TASK REQUIREMENTS: Every record shown below is to be output exactly.

Data entries:
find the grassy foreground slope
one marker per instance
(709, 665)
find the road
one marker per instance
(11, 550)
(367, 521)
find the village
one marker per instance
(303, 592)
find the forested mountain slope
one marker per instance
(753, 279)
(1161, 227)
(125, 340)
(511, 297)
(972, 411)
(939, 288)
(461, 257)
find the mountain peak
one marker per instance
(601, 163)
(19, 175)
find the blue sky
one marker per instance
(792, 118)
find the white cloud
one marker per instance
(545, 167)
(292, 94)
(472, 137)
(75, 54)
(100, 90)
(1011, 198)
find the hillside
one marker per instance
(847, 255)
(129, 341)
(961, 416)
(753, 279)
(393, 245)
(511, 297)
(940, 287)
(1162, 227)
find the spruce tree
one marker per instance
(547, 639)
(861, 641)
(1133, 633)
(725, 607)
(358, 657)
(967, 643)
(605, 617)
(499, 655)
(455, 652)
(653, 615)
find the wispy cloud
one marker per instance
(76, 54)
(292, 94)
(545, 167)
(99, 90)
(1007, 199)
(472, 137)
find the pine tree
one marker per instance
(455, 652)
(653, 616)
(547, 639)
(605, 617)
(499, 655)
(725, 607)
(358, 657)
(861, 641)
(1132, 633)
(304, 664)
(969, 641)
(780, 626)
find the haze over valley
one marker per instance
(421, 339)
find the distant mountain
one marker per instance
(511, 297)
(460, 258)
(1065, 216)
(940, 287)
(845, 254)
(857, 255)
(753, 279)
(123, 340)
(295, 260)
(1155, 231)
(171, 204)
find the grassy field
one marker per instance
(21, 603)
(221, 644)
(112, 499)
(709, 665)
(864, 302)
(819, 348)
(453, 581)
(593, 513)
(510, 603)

RESPONSE:
find the grassy foreground slope
one marker per instance
(709, 665)
find the road
one marker per instance
(11, 550)
(367, 521)
find the village
one marker per instance
(303, 592)
find the forested mountain slope
one marker per instance
(753, 279)
(1161, 227)
(125, 340)
(511, 297)
(972, 411)
(939, 288)
(461, 257)
find the mountain peak
one marker per instance
(601, 163)
(19, 175)
find the blue sky
one marker per instance
(792, 118)
find the white cloud
one marker per instance
(545, 167)
(292, 94)
(472, 137)
(75, 54)
(100, 90)
(1011, 198)
find the hillside
one marker per instance
(847, 255)
(129, 341)
(961, 416)
(753, 279)
(393, 245)
(511, 297)
(940, 287)
(1162, 227)
find the spruce tree
one marker per instance
(547, 639)
(861, 641)
(1133, 633)
(725, 607)
(358, 657)
(967, 643)
(605, 617)
(499, 655)
(455, 652)
(653, 615)
find the wispy cloud
one marker per instance
(76, 54)
(292, 94)
(545, 167)
(99, 90)
(1007, 199)
(472, 137)
find the pine tree
one marker per instance
(455, 652)
(653, 616)
(547, 639)
(605, 617)
(499, 655)
(725, 607)
(358, 657)
(861, 641)
(1132, 633)
(304, 664)
(969, 641)
(780, 626)
find the haze over valley
one marker per instance
(421, 339)
find the distant mountain
one marker per instance
(511, 297)
(460, 258)
(1065, 216)
(940, 287)
(845, 254)
(857, 255)
(753, 279)
(123, 340)
(295, 260)
(1155, 231)
(171, 204)
find the grassy field
one marker per instance
(21, 603)
(221, 644)
(112, 499)
(709, 665)
(864, 302)
(819, 348)
(453, 581)
(593, 513)
(510, 603)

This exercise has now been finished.